What to work on =
Starting at the line that contains "snow-covered ground, one", retype each line to the end of the listing below. Include both ends, but not the pictures.
== == ==
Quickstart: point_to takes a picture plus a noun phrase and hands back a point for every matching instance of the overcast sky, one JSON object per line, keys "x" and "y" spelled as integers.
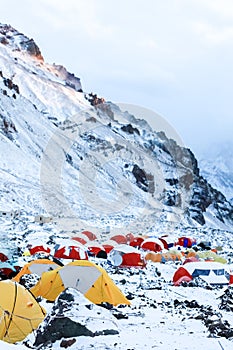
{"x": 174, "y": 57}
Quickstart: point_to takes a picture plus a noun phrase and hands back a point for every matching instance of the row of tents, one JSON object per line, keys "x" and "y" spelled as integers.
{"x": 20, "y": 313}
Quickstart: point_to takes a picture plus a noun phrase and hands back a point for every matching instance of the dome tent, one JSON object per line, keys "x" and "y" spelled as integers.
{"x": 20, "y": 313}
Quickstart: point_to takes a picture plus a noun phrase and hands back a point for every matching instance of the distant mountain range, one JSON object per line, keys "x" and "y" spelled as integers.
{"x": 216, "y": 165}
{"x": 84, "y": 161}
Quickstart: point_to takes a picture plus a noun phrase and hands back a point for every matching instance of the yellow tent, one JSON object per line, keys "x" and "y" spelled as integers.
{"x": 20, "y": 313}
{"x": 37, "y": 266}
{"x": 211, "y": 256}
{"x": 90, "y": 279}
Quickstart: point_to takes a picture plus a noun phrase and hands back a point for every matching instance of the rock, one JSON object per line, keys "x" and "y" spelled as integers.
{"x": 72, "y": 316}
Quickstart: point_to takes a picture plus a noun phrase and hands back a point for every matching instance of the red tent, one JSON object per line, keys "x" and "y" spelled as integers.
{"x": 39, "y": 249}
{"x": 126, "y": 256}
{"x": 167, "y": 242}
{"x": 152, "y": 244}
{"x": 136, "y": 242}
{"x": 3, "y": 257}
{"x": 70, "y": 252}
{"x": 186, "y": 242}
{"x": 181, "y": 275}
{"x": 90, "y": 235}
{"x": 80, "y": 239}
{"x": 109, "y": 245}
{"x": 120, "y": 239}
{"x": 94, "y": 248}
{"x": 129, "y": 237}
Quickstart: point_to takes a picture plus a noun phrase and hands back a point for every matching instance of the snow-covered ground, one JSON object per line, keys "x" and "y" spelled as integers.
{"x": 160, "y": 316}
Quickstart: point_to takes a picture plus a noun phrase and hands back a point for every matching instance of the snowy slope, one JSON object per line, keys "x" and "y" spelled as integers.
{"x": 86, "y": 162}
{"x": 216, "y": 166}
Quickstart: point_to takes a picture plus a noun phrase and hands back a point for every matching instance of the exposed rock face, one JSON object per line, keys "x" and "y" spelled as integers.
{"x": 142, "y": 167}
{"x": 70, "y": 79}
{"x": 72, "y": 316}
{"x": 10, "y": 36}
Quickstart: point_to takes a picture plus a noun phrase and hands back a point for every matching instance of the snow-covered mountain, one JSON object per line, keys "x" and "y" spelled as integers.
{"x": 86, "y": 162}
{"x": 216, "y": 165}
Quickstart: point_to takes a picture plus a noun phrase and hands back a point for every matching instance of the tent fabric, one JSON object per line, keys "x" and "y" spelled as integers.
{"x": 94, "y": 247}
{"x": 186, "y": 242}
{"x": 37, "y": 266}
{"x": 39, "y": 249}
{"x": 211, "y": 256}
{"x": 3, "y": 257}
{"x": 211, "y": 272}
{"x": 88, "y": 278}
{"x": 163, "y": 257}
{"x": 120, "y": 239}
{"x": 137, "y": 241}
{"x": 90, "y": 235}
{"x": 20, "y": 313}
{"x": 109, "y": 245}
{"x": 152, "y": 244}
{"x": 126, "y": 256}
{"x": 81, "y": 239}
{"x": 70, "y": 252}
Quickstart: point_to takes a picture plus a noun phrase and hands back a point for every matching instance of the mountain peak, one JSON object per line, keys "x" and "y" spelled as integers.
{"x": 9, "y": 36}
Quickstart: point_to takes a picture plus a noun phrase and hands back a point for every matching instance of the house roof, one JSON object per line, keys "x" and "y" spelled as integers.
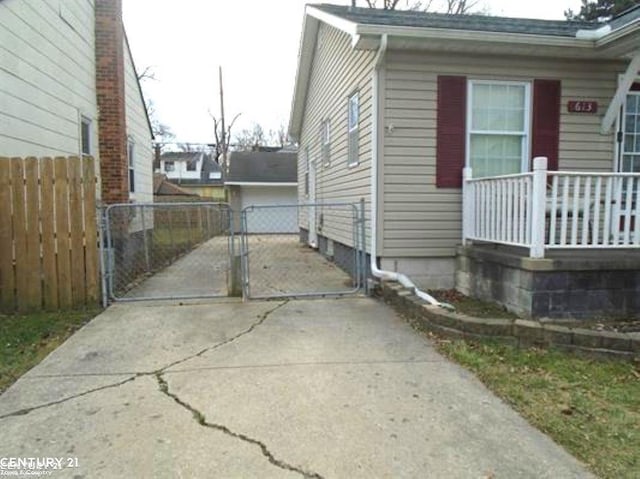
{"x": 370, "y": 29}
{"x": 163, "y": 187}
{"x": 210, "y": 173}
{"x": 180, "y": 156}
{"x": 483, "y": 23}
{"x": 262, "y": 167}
== == ==
Response for this exercise =
Quickstart: point_to takes a picture plus a noun phrase and hands back a point for every matching instance of the snow-covered ground, one JSON object per line, keys "x" and "y" spelled as integers.
{"x": 160, "y": 316}
Quickstart: point_to takes a picture plus a noun phrase and hands back a point for every matching instance of the snowy slope, one JSON object per line, keys "x" and "y" spelled as integers.
{"x": 86, "y": 162}
{"x": 216, "y": 166}
Quickstart: point_to takes a picture plus a noun phrase and hands back a point for every matching instance of the exposed rock face, one JSON object per line, keys "x" and "y" spelled as integers.
{"x": 142, "y": 167}
{"x": 70, "y": 79}
{"x": 72, "y": 316}
{"x": 10, "y": 36}
Quickstart: point_to takes a picture plus a noun phrase and hands back a point for every matching instance of the snow-covered mountain, one JSON object per line, keys "x" and "y" spelled as integers.
{"x": 86, "y": 162}
{"x": 216, "y": 165}
Quickstart: point_to takes a picture plus a noun phrase and hands back a point for every matching instance of the tent fabric, one JSON object per line, keys "x" and "y" spelled as integers.
{"x": 94, "y": 247}
{"x": 186, "y": 242}
{"x": 37, "y": 266}
{"x": 39, "y": 249}
{"x": 211, "y": 256}
{"x": 3, "y": 257}
{"x": 211, "y": 272}
{"x": 88, "y": 278}
{"x": 163, "y": 257}
{"x": 120, "y": 239}
{"x": 137, "y": 241}
{"x": 90, "y": 235}
{"x": 20, "y": 313}
{"x": 109, "y": 245}
{"x": 152, "y": 244}
{"x": 126, "y": 256}
{"x": 81, "y": 239}
{"x": 70, "y": 252}
Quickstart: point_to takes a picture plus a noun phrase and hands back a point for every matching instance of the mountain peak, one JSON object per line, keys "x" and "y" spelled as integers.
{"x": 9, "y": 36}
Quickstart: point_to takes a picture plus a noun phrase and hands back a point for every matching instance of the house roof, one JSON object per line, keys "x" and "y" spelled as integers.
{"x": 370, "y": 29}
{"x": 163, "y": 187}
{"x": 210, "y": 173}
{"x": 180, "y": 156}
{"x": 483, "y": 23}
{"x": 262, "y": 167}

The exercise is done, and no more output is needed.